Some records:
----

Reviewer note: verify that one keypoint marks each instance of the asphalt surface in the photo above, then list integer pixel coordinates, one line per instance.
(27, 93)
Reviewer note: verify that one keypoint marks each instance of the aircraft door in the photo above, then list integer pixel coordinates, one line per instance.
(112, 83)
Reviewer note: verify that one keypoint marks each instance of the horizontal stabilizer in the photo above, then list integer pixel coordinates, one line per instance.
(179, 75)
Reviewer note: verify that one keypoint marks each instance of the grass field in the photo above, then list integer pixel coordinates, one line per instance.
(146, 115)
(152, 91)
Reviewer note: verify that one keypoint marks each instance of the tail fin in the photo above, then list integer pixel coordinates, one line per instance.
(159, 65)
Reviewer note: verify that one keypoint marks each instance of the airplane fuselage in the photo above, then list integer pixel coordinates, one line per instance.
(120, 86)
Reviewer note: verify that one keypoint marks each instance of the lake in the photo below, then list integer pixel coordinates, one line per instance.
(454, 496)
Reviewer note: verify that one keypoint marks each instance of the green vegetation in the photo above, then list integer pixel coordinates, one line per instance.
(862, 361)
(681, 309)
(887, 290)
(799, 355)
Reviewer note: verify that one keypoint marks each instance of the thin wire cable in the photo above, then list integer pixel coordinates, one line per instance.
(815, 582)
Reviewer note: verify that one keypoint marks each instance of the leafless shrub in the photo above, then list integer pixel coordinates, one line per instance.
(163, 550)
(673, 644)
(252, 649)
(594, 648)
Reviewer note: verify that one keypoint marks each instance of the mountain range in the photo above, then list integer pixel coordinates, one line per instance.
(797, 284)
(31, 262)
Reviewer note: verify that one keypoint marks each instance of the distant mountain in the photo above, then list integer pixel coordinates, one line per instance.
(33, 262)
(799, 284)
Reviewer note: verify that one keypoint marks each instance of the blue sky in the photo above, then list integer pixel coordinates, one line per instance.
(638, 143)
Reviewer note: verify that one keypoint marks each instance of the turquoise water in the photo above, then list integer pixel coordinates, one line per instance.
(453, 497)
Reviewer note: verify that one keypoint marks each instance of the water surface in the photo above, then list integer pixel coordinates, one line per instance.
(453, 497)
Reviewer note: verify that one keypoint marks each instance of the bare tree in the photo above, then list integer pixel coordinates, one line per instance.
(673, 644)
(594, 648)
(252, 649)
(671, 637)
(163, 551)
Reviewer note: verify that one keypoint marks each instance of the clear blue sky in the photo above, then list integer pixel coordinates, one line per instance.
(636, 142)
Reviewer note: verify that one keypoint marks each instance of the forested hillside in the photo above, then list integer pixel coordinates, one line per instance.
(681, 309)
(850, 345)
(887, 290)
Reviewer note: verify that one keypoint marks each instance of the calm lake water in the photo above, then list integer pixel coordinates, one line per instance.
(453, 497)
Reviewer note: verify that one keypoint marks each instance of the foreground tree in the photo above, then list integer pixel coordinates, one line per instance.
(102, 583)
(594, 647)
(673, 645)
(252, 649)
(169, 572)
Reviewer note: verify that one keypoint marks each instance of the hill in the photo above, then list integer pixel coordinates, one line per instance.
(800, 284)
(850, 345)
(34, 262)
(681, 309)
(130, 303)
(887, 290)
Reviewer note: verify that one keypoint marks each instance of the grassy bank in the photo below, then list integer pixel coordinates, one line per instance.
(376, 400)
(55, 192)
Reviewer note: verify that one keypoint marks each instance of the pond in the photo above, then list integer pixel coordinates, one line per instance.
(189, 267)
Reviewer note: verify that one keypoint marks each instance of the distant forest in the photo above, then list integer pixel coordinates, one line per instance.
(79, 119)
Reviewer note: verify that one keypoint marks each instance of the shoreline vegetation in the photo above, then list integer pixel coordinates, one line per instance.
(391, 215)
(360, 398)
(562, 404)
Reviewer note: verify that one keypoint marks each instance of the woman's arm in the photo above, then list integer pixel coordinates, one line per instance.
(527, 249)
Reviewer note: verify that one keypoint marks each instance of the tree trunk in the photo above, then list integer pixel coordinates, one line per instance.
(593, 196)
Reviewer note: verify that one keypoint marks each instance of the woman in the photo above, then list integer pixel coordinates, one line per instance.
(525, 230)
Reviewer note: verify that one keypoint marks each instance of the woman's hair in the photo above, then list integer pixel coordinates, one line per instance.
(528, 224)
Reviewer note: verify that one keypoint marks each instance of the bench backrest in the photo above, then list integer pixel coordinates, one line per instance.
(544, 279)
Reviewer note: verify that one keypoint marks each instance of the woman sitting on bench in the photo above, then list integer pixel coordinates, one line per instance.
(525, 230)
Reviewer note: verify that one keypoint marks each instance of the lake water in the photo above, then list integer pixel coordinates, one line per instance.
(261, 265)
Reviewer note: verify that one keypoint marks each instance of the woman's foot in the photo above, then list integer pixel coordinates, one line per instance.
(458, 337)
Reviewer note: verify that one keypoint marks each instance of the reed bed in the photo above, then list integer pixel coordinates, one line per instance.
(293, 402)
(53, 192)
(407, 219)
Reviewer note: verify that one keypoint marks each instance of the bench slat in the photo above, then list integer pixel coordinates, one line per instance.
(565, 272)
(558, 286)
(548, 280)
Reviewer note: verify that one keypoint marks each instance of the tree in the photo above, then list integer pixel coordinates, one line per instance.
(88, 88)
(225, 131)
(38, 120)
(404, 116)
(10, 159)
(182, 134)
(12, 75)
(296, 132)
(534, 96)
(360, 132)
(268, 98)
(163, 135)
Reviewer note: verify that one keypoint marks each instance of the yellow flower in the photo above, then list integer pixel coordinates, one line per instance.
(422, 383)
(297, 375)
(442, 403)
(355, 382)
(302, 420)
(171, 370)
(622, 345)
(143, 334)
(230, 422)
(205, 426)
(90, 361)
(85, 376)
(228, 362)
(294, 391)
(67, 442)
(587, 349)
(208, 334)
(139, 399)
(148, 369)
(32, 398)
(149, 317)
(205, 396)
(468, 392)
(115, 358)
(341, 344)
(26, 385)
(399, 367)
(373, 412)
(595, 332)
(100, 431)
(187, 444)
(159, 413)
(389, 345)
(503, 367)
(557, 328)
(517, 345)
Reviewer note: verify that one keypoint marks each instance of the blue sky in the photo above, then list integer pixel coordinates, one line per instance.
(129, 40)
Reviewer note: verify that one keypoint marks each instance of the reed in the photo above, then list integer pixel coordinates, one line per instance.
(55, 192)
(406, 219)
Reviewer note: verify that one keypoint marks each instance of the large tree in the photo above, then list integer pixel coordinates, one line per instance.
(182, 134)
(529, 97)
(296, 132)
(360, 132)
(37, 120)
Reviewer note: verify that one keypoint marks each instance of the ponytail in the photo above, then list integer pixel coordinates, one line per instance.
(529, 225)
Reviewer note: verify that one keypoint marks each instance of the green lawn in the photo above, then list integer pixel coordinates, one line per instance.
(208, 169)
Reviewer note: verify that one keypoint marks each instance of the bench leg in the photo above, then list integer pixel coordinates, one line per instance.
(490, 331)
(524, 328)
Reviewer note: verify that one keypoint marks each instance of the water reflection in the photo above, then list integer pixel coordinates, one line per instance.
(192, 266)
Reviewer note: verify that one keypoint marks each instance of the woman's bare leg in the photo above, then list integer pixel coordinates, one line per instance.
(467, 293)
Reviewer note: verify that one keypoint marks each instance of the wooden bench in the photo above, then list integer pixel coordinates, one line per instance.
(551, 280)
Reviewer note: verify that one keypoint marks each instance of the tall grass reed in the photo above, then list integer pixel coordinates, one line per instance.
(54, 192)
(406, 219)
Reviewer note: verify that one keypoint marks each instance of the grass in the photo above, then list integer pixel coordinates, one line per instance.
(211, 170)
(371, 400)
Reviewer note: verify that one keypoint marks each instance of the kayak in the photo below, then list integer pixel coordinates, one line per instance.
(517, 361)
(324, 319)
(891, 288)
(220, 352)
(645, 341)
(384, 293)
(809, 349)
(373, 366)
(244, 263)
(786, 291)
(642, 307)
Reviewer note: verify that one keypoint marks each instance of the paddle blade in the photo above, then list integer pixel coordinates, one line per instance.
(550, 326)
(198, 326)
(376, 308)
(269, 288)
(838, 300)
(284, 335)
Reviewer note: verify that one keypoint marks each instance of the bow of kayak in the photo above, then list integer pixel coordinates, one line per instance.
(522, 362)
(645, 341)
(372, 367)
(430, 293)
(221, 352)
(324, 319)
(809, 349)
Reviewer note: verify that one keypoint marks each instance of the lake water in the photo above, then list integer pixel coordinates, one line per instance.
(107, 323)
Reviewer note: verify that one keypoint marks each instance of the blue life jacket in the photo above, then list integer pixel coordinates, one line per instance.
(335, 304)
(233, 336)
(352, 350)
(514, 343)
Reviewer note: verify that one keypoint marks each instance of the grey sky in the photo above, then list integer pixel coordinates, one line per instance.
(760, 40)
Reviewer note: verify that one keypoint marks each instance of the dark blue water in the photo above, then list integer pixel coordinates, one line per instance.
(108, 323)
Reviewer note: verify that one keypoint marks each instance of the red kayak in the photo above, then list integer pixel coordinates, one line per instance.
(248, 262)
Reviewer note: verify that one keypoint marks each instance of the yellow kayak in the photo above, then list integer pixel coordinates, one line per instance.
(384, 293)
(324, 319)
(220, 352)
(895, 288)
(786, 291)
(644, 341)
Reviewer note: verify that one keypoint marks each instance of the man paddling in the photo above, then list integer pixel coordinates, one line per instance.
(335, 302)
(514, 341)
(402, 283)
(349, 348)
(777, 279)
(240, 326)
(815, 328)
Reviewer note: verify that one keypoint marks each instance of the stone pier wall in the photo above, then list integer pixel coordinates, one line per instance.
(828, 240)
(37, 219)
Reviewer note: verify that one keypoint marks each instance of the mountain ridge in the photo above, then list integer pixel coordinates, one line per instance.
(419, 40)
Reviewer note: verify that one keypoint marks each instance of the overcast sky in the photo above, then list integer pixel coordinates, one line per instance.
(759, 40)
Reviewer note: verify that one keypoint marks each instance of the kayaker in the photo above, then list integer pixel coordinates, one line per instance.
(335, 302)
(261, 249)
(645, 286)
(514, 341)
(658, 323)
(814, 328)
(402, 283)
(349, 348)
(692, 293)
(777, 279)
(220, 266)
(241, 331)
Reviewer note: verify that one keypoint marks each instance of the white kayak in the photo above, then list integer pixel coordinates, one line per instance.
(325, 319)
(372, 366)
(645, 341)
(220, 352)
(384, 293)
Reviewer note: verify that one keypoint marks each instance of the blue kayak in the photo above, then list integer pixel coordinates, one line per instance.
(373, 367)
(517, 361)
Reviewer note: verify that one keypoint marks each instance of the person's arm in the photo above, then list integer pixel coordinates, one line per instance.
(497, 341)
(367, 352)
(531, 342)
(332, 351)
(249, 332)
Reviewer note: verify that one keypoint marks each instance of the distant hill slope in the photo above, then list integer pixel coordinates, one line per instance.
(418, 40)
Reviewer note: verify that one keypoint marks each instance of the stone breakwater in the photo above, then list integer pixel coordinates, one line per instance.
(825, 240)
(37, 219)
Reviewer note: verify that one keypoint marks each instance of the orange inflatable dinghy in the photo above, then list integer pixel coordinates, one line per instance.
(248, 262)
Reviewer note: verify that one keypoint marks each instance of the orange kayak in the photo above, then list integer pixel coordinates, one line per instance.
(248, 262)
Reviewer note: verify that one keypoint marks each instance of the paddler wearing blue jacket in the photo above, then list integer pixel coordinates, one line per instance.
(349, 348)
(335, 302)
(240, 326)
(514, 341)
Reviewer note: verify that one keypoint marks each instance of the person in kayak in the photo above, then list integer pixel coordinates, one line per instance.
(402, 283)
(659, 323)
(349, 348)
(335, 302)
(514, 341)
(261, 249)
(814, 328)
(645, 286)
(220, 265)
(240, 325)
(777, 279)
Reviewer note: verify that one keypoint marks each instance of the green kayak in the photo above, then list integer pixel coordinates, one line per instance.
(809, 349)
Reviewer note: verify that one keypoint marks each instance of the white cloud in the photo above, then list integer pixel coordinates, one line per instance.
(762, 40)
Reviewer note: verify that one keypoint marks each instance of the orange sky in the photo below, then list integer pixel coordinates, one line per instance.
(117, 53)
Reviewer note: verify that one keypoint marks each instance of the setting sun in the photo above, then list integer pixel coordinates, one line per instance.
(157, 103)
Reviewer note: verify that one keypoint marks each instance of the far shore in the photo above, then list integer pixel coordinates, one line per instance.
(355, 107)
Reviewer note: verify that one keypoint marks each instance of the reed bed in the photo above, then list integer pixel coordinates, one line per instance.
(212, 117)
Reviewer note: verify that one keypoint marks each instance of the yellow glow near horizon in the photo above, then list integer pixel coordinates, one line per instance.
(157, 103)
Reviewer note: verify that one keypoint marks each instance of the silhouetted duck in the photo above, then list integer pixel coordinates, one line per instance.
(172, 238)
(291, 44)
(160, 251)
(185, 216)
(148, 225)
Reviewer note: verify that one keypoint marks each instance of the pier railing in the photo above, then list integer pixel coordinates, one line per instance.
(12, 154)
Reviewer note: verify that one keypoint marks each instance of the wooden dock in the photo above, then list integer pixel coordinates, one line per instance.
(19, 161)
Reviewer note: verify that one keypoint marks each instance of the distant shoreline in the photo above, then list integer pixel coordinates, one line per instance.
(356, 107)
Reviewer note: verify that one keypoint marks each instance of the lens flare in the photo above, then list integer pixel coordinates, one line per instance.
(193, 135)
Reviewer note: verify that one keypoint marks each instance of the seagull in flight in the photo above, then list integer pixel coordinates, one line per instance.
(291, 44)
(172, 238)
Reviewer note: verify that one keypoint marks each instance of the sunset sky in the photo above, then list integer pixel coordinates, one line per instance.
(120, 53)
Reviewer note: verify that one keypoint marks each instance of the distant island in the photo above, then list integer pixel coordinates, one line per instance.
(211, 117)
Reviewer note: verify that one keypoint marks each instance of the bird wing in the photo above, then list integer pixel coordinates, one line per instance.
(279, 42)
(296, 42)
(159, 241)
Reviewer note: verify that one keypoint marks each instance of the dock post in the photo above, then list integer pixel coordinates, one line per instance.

----

- Given task -
Your task is to return, exactly and on their own, the lines from the one containing "of the sunset" through the last line of the listing.

- Final result -
Reviewer note: verify that one keypoint marks each instance of the sunset sky in the photo above, then list integer pixel coordinates, one line per instance.
(120, 53)
Reviewer note: verify that one keypoint marks each instance of the distant island in the photo above, then list integer pixel coordinates, one line per instance.
(211, 117)
Reviewer note: verify that one keypoint marks each instance of the bird wing in the photo above, then list integer pixel coordinates, one line per instance.
(279, 42)
(296, 42)
(159, 241)
Reviewer note: verify that one keypoint marks each instance of the dock post in the photo above, then list integer pixel coordinates, one line per instance.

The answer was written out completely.